## start Excerpt provided

(Note: On Nov. 13, 2006, Mackinac Center Legislative Analyst Jack McHugh participated in a "Town Hall Meeting" sponsored by The Center for Michigan. Below is the written text of McHugh’s speech, in which he explained why it is important to replace the Single Business Tax with government spending reforms, rather than a new tax.)
I’m here to describe how it’s very possible to eliminate the SBT and not replace a dime of the revenue. That’s what this conference should really be about, by the way.
The government-centric conventional wisdom that prevails near the capitol holds that we must replace the SBT, because it’s impossible to cut $1.8 billion. This is a variant of the "tax cuts must be paid for" concept, which holds that since government is operating as efficiently as humanly possible right now, and since everything it does is equally vital, any revenue lost to a tax cut in one area must be made up with a tax increase someplace else.
Let me suggest that in a place where the unemployment rate is approaching double the national average and population may be starting to decline, "tax cuts must be paid for" not only is out of touch with the real world, but reveals confusion about whether government exists to serve the people, or vice versa. It also contributes to fuzzy thinking about business taxes.
You often hear the phrase, "Businesses don’t pay taxes, they pass them on to customers in higher prices, or to labor in lower wages." Actually, that misrepresents where the burden really falls.
If a firm could raise prices without hurting the bottom line, it wouldn’t wait for a new tax to do so. If it’s selling to a national or international market, none of the supply-demand equations change because of a new state tax.
The same applies to labor. A firm subject to a new tax can’t just take it out of wages. They were already paying as little as possible to get the right mix of skill and dependability. If they could have paid less, they would have done so.
Sometimes you hear that firms competing in a local market all pay the same tax, so they can all raise prices and no one suffers. Not true. I’ll use coffee shops to illustrate. Imagine a tax hike forces all the coffee shops to raise the cappuccino grande price from $2.50 to three-bucks. It’s wrong to assume that all customers will pay more. At $2.50 I might have bought five cappuccinos a week. At three-bucks I went to Meijer’s and bought a thermos to bring my own coffee to work.

## end Excerpt provided
## start Dataset content

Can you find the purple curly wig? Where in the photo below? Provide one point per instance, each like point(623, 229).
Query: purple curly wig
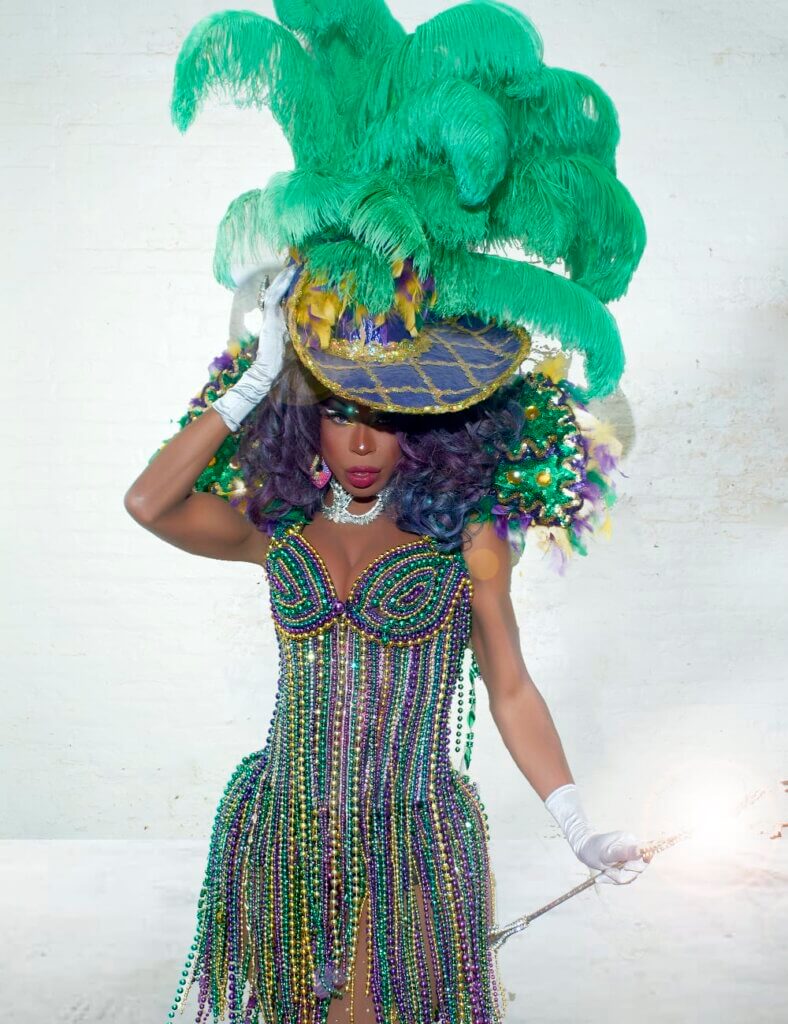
point(446, 464)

## end Dataset content

[Problems]
a) Reproduce the passage of the speech on the Single Business Tax that opens with the words containing "The same applies" and closes with "coffee to work.".
b) In the coffee shop example in the speech on the Single Business Tax, how does the tax hike change the price of a cappuccino grande?
The material after the text stands apart from it.

[Replies]
a)
The same applies to labor. A firm subject to a new tax can’t just take it out of wages. They were already paying as little as possible to get the right mix of skill and dependability. If they could have paid less, they would have done so.
Sometimes you hear that firms competing in a local market all pay the same tax, so they can all raise prices and no one suffers. Not true. I’ll use coffee shops to illustrate. Imagine a tax hike forces all the coffee shops to raise the cappuccino grande price from $2.50 to three-bucks. It’s wrong to assume that all customers will pay more. At $2.50 I might have bought five cappuccinos a week. At three-bucks I went to Meijer’s and bought a thermos to bring my own coffee to work.

b) It goes from $2.50 to three bucks.